[Hackrf-dev] project insights from the HackRF Team
Kevin Reid
kpreid at switchb.org
Tue Apr 25 22:16:37 EDT 2017
On Tue, Apr 25, 2017 at 3:58 PM, Gary Newell <garyn87048 at gmail.com> wrote:
> I’m curious if you happen to know of an open source SDR effort that is
> focused on passively painting a picture of all the electronic devices
> transmitting nearby? A snapshot of my current environment? For example,
> I’m currently near these cellphone towers, there are these sets of TPMS
> near me, these devices are seeking wifi connections, these wifi sources are
> available, these Bluetooth devices are active, and this ‘thing’
> transmitting unknown stuff. Totally novice question, … I see projects for
> particular areas, but are you aware of one that pulls the various efforts
> into one integrated ‘proximity’ package?
>
It's a long way from actually doing this, but what you describe is part of
the long-term vision for my ShinySDR project:
https://github.com/kpreid/shinysdr
Right now, the only relevant things that it does are
- Manage multiple demodulators (either as GNU Radio blocks or as
subprocesses) and multiple hardware receivers in one application (so the
hardware can be shared, or not, among the different demodulators, as
needed).

Dataset rows on where objects appear:
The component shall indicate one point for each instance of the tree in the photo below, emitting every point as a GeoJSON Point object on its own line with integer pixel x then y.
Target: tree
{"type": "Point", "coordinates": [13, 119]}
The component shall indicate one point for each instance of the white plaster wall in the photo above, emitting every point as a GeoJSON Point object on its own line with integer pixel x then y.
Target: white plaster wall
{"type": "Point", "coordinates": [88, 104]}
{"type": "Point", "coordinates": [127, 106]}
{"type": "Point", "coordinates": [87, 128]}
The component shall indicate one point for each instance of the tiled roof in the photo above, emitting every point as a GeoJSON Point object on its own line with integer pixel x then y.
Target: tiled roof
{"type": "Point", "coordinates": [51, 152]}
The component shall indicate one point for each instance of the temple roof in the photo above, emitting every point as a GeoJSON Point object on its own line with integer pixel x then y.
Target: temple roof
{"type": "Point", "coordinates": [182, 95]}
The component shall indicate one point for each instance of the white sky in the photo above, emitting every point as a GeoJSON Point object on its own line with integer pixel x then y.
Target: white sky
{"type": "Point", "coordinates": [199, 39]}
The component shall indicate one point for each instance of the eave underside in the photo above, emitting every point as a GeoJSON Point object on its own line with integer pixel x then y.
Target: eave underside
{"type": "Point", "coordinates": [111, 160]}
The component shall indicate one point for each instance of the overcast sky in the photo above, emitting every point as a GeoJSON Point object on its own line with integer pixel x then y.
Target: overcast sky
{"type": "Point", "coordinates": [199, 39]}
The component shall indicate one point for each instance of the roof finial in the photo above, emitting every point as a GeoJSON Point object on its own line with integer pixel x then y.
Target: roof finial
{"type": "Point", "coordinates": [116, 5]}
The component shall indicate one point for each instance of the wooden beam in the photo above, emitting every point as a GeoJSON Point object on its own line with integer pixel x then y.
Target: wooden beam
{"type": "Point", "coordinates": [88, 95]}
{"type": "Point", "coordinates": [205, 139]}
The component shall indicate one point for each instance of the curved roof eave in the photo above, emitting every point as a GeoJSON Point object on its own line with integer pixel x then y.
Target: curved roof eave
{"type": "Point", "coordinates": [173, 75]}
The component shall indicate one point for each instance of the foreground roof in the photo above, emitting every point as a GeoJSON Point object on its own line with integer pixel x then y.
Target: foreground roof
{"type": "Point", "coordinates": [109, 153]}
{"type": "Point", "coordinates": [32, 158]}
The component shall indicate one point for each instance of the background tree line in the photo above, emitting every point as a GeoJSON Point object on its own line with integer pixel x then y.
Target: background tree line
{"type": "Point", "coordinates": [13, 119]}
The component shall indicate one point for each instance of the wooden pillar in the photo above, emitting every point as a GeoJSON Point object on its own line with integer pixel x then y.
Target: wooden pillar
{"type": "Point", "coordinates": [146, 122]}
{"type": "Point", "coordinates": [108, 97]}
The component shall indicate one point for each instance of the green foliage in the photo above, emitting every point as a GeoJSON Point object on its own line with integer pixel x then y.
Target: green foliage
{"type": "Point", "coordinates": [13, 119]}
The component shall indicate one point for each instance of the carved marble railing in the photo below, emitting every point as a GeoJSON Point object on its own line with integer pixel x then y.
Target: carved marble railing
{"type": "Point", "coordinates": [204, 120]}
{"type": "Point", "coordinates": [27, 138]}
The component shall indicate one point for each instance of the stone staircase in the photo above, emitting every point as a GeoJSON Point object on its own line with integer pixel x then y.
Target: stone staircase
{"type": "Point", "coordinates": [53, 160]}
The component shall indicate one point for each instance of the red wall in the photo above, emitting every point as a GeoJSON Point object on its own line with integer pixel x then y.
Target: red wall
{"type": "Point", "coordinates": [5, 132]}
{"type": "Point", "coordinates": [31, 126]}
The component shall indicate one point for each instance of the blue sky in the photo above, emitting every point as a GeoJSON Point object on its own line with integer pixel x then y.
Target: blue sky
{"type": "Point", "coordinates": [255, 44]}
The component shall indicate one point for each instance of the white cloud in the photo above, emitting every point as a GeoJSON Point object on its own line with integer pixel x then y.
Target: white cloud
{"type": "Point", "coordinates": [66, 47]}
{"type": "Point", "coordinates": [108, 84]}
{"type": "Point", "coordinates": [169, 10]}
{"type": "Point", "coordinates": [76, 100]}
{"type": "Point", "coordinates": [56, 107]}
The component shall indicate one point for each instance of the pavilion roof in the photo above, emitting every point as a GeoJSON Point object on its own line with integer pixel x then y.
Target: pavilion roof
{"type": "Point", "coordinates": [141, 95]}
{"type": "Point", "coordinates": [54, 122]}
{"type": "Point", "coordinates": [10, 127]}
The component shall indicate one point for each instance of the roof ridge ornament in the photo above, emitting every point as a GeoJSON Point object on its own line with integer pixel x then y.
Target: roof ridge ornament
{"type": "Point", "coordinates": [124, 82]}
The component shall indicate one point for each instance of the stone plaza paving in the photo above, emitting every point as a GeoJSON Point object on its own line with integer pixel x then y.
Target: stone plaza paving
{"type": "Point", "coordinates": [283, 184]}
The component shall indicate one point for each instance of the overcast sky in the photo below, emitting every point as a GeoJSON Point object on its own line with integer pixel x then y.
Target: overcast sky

# [What the exercise asks]
Reproduce verbatim the portion of the mailing-list post above from "[Hackrf-dev] project insights" up to and including "integrated ‘proximity’ package?".

# [Output below]
[Hackrf-dev] project insights from the HackRF Team
Kevin Reid
kpreid at switchb.org
Tue Apr 25 22:16:37 EDT 2017
On Tue, Apr 25, 2017 at 3:58 PM, Gary Newell <garyn87048 at gmail.com> wrote:
> I’m curious if you happen to know of an open source SDR effort that is
> focused on passively painting a picture of all the electronic devices
> transmitting nearby? A snapshot of my current environment? For example,
> I’m currently near these cellphone towers, there are these sets of TPMS
> near me, these devices are seeking wifi connections, these wifi sources are
> available, these Bluetooth devices are active, and this ‘thing’
> transmitting unknown stuff. Totally novice question, … I see projects for
> particular areas, but are you aware of one that pulls the various efforts
> into one integrated ‘proximity’ package?